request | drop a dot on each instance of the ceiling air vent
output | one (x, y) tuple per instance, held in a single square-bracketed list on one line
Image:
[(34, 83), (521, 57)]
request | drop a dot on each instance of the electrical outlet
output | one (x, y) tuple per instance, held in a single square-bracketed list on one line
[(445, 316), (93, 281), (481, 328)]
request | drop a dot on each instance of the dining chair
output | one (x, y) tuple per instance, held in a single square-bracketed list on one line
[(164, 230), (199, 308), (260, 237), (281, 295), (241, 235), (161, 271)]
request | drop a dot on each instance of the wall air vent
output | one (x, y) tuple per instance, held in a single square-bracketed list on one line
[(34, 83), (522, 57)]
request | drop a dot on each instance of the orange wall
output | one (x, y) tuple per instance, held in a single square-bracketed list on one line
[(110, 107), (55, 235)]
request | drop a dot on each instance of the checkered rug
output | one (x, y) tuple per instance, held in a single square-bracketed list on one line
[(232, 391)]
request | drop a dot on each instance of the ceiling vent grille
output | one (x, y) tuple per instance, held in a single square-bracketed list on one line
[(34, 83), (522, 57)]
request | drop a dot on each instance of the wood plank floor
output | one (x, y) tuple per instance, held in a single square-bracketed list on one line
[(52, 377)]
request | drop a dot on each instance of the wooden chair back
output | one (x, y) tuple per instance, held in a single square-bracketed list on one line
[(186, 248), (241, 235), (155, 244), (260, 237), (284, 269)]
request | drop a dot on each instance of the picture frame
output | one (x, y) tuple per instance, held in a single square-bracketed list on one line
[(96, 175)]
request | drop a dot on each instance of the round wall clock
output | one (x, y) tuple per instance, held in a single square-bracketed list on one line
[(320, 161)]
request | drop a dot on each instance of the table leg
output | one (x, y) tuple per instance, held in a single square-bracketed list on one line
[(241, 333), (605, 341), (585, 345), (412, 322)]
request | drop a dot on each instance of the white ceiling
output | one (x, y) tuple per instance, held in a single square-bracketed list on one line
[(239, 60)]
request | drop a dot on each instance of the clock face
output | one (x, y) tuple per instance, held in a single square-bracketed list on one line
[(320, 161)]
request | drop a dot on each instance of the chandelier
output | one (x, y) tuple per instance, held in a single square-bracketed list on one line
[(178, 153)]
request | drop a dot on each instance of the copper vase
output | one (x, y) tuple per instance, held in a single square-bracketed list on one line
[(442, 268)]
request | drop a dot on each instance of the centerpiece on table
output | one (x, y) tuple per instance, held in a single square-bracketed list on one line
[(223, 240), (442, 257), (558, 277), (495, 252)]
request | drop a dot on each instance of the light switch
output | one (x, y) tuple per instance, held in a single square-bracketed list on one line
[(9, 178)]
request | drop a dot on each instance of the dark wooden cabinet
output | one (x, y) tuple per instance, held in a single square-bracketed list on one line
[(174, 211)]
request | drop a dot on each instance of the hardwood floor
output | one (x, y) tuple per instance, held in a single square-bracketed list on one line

* [TASK DIRECTIONS] Change every "drop a dot" in the records above to "put a mark", and write the records out again with nothing else altered.

* [THE ANSWER]
request | put a mark on each instance of the ceiling air vent
output | one (x, y) tuple per instance, held in a single square-bracketed list on one line
Image:
[(34, 83), (521, 57)]
request | put a mark on each instance of the electrical outlet
output | one (x, y) tuple per instance, held in a single square-bracketed list on one line
[(445, 316), (93, 281), (481, 328)]
request | put a mark on each instance of the dining chair
output | one (x, y) tuple per instance, held in a single square-bracketed list on one line
[(164, 230), (199, 308), (260, 237), (281, 295), (241, 235), (161, 271)]
request | put a mark on each instance of the wall air vent
output | one (x, y) tuple per instance, held in a single square-bracketed list on one line
[(34, 83), (522, 57)]
request | put a mark on each instance of the orange wall
output | one (x, y) tuple per instance, held in a single square-bracketed list on one line
[(110, 107), (55, 235)]
request | put a mark on each instance of the checkered rug
output | one (x, y) tuple per instance, held in a single square-bracketed list on one line
[(232, 391)]
request | put a mark on each instance of the ceiling vent grille
output | one (x, y) tuple per instance, held in a single square-bracketed list on one line
[(34, 83), (522, 57)]
request | put a mark on each instance of the wood plank floor
output | one (x, y) tuple per instance, held in a single square-bracketed list on one line
[(52, 377)]
request | put a mark on each instance of the wooden chair back
output | one (x, y) tuple per instance, held in a single square-bracketed list on one line
[(186, 248), (241, 235), (155, 244), (260, 237), (284, 269)]
request | put a mark on each instance of the picture frame
output | one (x, y) tuple per instance, held in a single square-bracketed list on one line
[(96, 175)]
request | put a mark on each instance of the round wall clock
output | one (x, y) tuple per instance, held in a single square-bracketed list on one line
[(320, 161)]
request | put a mark on each instance of the table leg
output | one (x, y) tuple per instance, held in a single square-bracketed list on one line
[(241, 333), (605, 341), (585, 345), (412, 322)]
request | put a mark on each instance of the white ceiling
output | one (x, y) tuple per instance, held in a single square-bracketed list on one line
[(239, 60)]
request | put a mark on each instance of the clock face
output | one (x, y) tuple per instance, held in a single square-bracketed list on one line
[(320, 161)]
request | put a mark on each instance of the chandelier
output | one (x, y) tuple per instance, held in a single square-bracketed list on one line
[(178, 153)]
request | put a mark on each instance of the copper vase
output | one (x, y) tuple per instance, held in a single square-bracketed list on one line
[(442, 268)]
request | put a mark on each instance of the centerpiece on table
output | one (x, y) tuple per instance, held in a single square-bracketed list on one line
[(223, 240), (442, 257), (558, 277), (495, 252)]
request | put a mark on each instance of the light switch
output | one (x, y) tuple per instance, held in a single square-bracketed list on one line
[(9, 178)]
request | put a mark on each instance of the dark wooden cabinet
output | one (x, y) tuple per instance, held in a single square-bracketed list on one line
[(174, 211)]
request | put a mark on each instance of the hardwood floor
output | one (x, y) tuple per instance, held in a single square-bracketed list on one line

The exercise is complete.